WHAT THE TASK ASKS:
Copy out every line exactly, passing over the pictures.

>> begin EXERCISE DATA

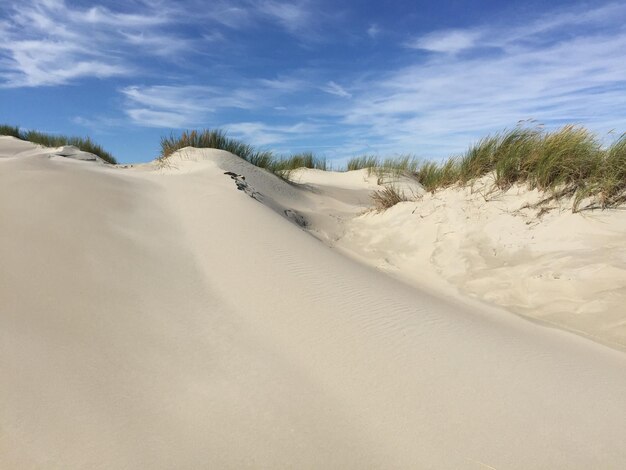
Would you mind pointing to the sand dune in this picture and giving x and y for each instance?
(158, 317)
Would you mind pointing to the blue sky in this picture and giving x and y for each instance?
(338, 78)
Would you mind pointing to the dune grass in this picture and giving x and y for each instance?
(217, 139)
(363, 162)
(387, 197)
(299, 160)
(567, 162)
(13, 131)
(50, 140)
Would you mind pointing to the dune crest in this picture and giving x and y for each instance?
(162, 317)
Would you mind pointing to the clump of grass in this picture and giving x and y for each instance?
(388, 197)
(299, 160)
(13, 131)
(360, 163)
(50, 140)
(608, 184)
(433, 176)
(216, 139)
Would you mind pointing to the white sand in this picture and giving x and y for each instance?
(159, 318)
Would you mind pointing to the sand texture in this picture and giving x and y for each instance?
(160, 317)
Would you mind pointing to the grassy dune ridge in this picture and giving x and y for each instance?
(49, 140)
(567, 162)
(216, 138)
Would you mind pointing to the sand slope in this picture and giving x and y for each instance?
(160, 318)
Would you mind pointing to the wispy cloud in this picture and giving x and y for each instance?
(182, 106)
(446, 41)
(48, 42)
(336, 89)
(537, 69)
(265, 134)
(373, 31)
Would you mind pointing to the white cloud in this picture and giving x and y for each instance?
(438, 105)
(264, 134)
(336, 89)
(449, 41)
(373, 31)
(180, 106)
(48, 42)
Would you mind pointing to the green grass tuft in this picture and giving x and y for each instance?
(49, 140)
(215, 139)
(13, 131)
(299, 160)
(387, 197)
(360, 163)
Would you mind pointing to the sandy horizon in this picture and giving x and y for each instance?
(180, 317)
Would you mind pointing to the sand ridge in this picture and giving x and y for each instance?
(158, 317)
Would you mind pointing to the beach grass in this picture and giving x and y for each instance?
(13, 131)
(566, 162)
(217, 139)
(387, 197)
(54, 140)
(299, 160)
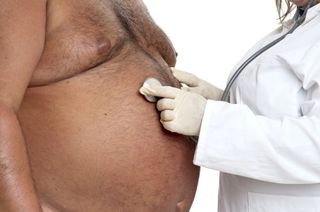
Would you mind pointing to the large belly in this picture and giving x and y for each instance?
(96, 145)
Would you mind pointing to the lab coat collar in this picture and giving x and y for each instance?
(312, 13)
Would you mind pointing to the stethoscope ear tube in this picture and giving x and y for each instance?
(298, 21)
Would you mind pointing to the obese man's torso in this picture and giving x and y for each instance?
(94, 143)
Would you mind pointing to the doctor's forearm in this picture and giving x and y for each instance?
(17, 192)
(273, 150)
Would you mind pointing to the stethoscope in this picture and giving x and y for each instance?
(298, 18)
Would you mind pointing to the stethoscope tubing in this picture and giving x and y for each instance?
(298, 21)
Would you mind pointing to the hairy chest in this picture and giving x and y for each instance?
(86, 33)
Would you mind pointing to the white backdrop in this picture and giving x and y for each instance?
(210, 37)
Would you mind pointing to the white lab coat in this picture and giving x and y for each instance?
(267, 145)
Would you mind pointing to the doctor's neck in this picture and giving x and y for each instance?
(303, 3)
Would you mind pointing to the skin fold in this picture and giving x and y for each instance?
(93, 142)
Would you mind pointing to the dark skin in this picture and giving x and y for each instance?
(75, 133)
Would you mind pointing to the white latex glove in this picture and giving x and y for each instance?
(181, 111)
(196, 85)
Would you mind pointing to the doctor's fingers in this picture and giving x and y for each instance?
(160, 91)
(166, 104)
(185, 77)
(167, 115)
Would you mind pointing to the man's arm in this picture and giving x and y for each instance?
(22, 34)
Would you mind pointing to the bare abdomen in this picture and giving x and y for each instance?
(96, 145)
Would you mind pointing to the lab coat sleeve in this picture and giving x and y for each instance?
(234, 140)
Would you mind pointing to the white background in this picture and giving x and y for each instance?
(210, 37)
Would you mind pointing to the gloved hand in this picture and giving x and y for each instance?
(196, 85)
(181, 111)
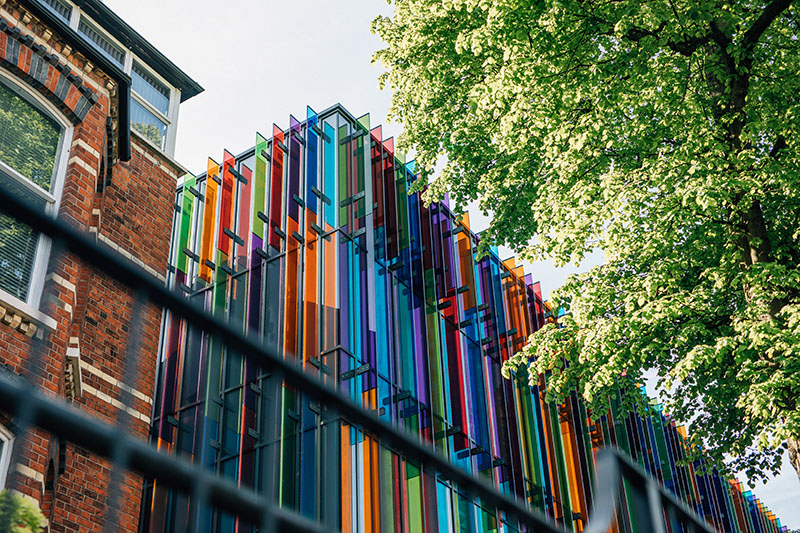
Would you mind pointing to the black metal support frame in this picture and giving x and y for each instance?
(30, 406)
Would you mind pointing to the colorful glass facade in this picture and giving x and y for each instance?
(311, 240)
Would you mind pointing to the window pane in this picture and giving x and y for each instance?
(148, 124)
(28, 139)
(114, 52)
(61, 8)
(150, 89)
(17, 243)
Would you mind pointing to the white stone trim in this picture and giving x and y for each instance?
(116, 403)
(114, 382)
(83, 144)
(116, 247)
(27, 311)
(75, 160)
(61, 281)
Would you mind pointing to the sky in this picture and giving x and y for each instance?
(260, 61)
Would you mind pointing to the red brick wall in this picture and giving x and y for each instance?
(134, 214)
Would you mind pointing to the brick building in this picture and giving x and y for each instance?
(88, 113)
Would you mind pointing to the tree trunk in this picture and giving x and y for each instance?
(794, 454)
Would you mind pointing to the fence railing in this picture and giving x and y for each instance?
(652, 508)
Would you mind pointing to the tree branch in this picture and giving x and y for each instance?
(763, 22)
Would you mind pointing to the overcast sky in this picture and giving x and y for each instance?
(260, 61)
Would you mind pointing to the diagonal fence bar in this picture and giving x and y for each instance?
(112, 441)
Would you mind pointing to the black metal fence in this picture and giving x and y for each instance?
(651, 507)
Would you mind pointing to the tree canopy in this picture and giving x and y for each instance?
(664, 133)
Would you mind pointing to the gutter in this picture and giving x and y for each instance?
(87, 49)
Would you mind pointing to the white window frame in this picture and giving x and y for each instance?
(171, 119)
(53, 198)
(5, 456)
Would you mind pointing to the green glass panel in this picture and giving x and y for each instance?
(260, 194)
(187, 207)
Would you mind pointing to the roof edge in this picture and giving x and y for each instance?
(132, 39)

>> end EXERCISE DATA

WRITTEN REPLY:
Would you mind pointing to the sand dune in this picture and giving x and y for each instance?
(158, 317)
Would you mind pointing to the blue sky in this picture and giving x and y for each instance?
(338, 78)
Would you mind pointing to the dune grass in this picture and giving x and y for each instance?
(217, 139)
(363, 162)
(387, 197)
(299, 160)
(567, 162)
(13, 131)
(50, 140)
Would you mind pointing to the dune crest in this picture and giving x and y for each instance?
(162, 317)
Would you mind pointing to the clump of grass in this picture and giving x and y for each instance?
(388, 197)
(299, 160)
(13, 131)
(360, 163)
(50, 140)
(608, 184)
(433, 176)
(216, 139)
Would you mind pointing to the white sand in this picture and giving x and y for each instance?
(159, 318)
Would you mind pointing to the sand texture in this picture and giving x and y for each instance?
(160, 317)
Would you mind pointing to the grassy dune ridge in this picture and giving x and y for each instance?
(49, 140)
(567, 162)
(216, 138)
Would you mind pointing to the sand slope in this picture and giving x and y for each instance?
(160, 318)
Would you mind pointing to the wispy cloud in this picture and giving x and y for each instance?
(182, 106)
(446, 41)
(48, 42)
(336, 89)
(537, 69)
(265, 134)
(373, 31)
Would you mind pointing to the white cloud in this picture and giving x and y for each instance?
(438, 105)
(264, 134)
(336, 89)
(449, 41)
(373, 31)
(180, 106)
(48, 42)
Would you mind pointing to the green grass tuft in this picture and giving x and y for each instance?
(49, 140)
(215, 139)
(13, 131)
(299, 160)
(387, 197)
(360, 163)
Would you mind pointing to the sandy horizon in this picture and giving x and y for each instance?
(180, 317)
Would you mind pointing to the sand ridge in this picture and giving x and y for each instance?
(158, 317)
Would you mind pointing to the beach grass in this picture and giving x and y for each instance?
(13, 131)
(566, 162)
(217, 139)
(387, 197)
(54, 140)
(299, 160)
Would you mind pointing to the large belly in this picture and giving x and y for each instance?
(96, 145)
Would you mind pointing to the lab coat collar in this picture and giving x and y for each instance?
(312, 13)
Would you mind pointing to the stethoscope ear tube in this picture and giving x and y for each instance?
(298, 21)
Would you mind pointing to the obese man's torso in this picture and giving x and y for each instance?
(94, 143)
Would you mind pointing to the doctor's forearm in this picture and giving x and y for each instance?
(17, 192)
(273, 150)
Would you mind pointing to the stethoscope in this picture and giving x and y for each instance?
(298, 18)
Would you mind pointing to the stethoscope tubing in this picture and giving x and y for each instance?
(298, 21)
Would you mind pointing to the hairy chest in this picture and giving x and y for each instance?
(86, 33)
Would you mind pointing to the white backdrop in this picture and giving x and y for each instance?
(210, 37)
Would you mind pointing to the white lab coat in this picture and giving x and y for each instance?
(267, 145)
Would you mind pointing to the doctor's neck in this picture and giving x and y for each instance?
(303, 3)
Would you mind pointing to the skin fold in this picture and giving x and y for each instance?
(93, 142)
Would you mind pointing to the dark skin in this picture and giving x and y for each instance?
(75, 133)
Would you mind pointing to the white latex glove in this picture and giving x and y for each instance?
(181, 111)
(196, 85)
Would you mind pointing to the doctor's fingers in this picture and giving x and y for each instance?
(160, 91)
(166, 104)
(185, 77)
(167, 115)
Would you mind pointing to the man's arm in this picture and giving x and y for each instance?
(22, 34)
Would you mind pointing to the bare abdomen in this picture and giving x and y for each instance?
(96, 145)
Would you mind pointing to the lab coat sleeve in this picture and giving x and y for each instance?
(234, 140)
Would you mind pointing to the white background in this picture and giving x and y for each instance?
(210, 37)
Would you mind pointing to the gloved hand in this picture and giving x and y for each instance?
(196, 85)
(181, 111)
Would you mind pointing to the black metal support frame in this picture and giving x and y for each instance?
(30, 406)
Would you mind pointing to the colorful glass facade in this picture and giving x and y for each instance?
(311, 240)
Would you mind pointing to the window pane in this picture and giving x and y for each instance?
(148, 124)
(28, 139)
(114, 52)
(61, 8)
(150, 89)
(17, 243)
Would you mind pointing to the white stone trim in this picture and giving x and y for each instance?
(116, 403)
(114, 382)
(83, 144)
(116, 247)
(27, 311)
(75, 160)
(61, 281)
Would you mind pointing to the sky in this picture and giving x and y for each instance?
(260, 61)
Would you mind pointing to the red brick wall in this picture and giving x and y for each instance?
(134, 214)
Would you mind pointing to the brick building in this picture and giving x and y for each instance?
(88, 113)
Would you mind pointing to the tree trunk in this picture and giving x and y for each instance?
(794, 454)
Would you mind pointing to the fence railing in this picture and giving x and y for each instance?
(652, 508)
Would you mind pointing to the tree branch in this picture and giving x and y for each instance?
(763, 22)
Would you mind pointing to the overcast sky in this picture and giving x and y for each instance?
(260, 61)
Would you mind pointing to the diagonal fence bar in this picture and giving x and y for each instance?
(112, 441)
Would you mind pointing to the black metal fence in this picture and giving x and y for each instance?
(651, 507)
Would you mind pointing to the tree canopy in this picture and giving x and y for each instance?
(664, 133)
Would you mind pointing to the gutter in this picture and giving x and y for each instance?
(87, 49)
Would you mind pointing to the white window frame in this picture and giving x and y for each instance?
(171, 119)
(53, 198)
(5, 456)
Would you mind pointing to the green glass panel in this picture and giving x and y for each instance?
(260, 194)
(187, 207)
Would you mind pointing to the roof edge in this picture and giving x and y for each instance?
(132, 39)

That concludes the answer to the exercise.